-- begin DATA --

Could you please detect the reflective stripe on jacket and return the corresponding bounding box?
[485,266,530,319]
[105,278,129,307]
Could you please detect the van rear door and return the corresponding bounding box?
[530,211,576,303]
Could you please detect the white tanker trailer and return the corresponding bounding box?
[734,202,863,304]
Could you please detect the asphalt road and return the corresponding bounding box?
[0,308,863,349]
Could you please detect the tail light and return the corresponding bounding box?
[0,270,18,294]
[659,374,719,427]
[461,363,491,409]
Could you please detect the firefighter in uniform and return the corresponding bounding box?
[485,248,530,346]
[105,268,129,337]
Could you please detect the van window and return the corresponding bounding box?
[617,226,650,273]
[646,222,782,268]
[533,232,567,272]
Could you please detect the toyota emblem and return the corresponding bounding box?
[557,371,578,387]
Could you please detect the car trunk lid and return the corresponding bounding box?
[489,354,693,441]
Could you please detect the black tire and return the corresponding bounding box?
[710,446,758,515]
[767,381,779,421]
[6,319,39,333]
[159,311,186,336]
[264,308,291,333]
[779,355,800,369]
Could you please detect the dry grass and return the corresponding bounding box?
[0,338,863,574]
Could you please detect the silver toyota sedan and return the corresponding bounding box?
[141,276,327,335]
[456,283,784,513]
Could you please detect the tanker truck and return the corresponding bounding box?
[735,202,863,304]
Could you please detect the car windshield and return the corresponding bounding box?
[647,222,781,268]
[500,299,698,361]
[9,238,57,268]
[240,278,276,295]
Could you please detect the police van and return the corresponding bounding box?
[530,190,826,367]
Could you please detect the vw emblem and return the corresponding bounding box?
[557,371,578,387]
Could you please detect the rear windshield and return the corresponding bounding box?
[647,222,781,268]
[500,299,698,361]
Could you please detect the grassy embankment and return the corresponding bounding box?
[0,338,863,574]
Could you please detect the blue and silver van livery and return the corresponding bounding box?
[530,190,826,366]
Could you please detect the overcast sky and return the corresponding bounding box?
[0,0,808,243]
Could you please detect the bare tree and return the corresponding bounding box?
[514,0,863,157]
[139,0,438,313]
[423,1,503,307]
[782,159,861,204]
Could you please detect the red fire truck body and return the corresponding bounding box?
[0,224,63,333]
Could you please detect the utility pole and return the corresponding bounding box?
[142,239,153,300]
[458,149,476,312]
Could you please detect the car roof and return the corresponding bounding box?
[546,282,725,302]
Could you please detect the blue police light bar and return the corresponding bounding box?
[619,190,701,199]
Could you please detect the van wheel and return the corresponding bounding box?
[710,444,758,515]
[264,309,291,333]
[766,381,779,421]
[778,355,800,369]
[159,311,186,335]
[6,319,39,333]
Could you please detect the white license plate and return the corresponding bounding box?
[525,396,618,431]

-- end DATA --
-- begin DATA --

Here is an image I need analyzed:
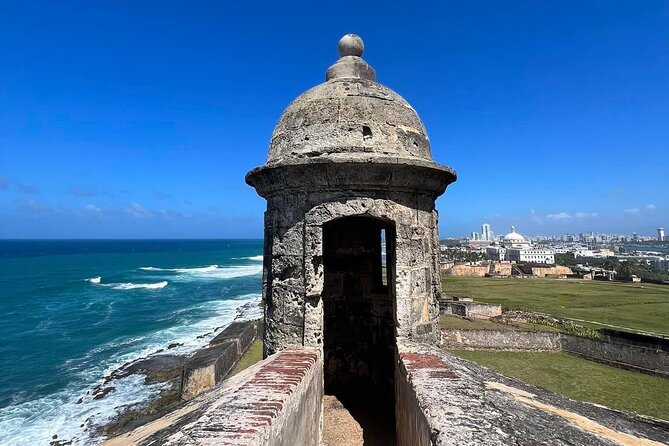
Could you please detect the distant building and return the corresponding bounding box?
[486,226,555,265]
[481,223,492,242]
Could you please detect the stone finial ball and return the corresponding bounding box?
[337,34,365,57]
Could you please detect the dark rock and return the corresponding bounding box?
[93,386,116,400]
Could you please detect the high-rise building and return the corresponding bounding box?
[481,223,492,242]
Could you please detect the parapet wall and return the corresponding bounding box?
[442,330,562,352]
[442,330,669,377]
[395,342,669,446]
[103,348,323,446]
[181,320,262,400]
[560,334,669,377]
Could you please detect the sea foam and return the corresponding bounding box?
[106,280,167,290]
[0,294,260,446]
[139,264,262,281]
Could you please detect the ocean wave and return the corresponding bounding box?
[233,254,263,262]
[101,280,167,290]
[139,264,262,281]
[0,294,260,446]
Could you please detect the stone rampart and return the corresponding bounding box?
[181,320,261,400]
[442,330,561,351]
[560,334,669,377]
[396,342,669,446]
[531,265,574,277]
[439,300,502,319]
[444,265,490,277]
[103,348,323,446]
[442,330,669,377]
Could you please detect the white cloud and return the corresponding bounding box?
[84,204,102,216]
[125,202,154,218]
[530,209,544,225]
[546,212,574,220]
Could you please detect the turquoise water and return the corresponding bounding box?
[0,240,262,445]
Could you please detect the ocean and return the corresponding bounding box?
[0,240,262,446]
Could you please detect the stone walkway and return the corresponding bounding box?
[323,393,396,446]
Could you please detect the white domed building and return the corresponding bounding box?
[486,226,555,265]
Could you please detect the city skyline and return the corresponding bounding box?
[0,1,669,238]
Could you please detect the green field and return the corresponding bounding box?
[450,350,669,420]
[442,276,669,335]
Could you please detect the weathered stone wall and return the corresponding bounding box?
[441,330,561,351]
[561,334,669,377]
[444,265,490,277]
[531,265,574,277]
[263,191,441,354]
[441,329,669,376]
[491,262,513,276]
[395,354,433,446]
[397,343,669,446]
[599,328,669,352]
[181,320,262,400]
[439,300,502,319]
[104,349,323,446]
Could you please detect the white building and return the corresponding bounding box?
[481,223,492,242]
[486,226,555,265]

-- end DATA --

STATED PROBLEM: Please pull out the lines above from the line with "Could you please detect the ocean wave" to the line with "[546,212,574,220]", both included, and reproduce them word for word.

SOLUTION TO THE PROBLEM:
Could you please detect the ocean wave and return the corresponding bounding box?
[233,254,263,262]
[101,280,167,290]
[139,264,262,281]
[0,294,260,446]
Could you please detect the stone rampart and return the corresponding bounding box?
[181,320,261,400]
[442,330,561,351]
[560,334,669,377]
[396,342,669,446]
[531,265,574,277]
[439,300,502,319]
[444,265,490,277]
[103,348,323,446]
[442,330,669,377]
Could you please detect the white cloud and return the corresponding bounding box?
[84,204,102,216]
[125,202,154,218]
[530,209,544,225]
[546,212,574,220]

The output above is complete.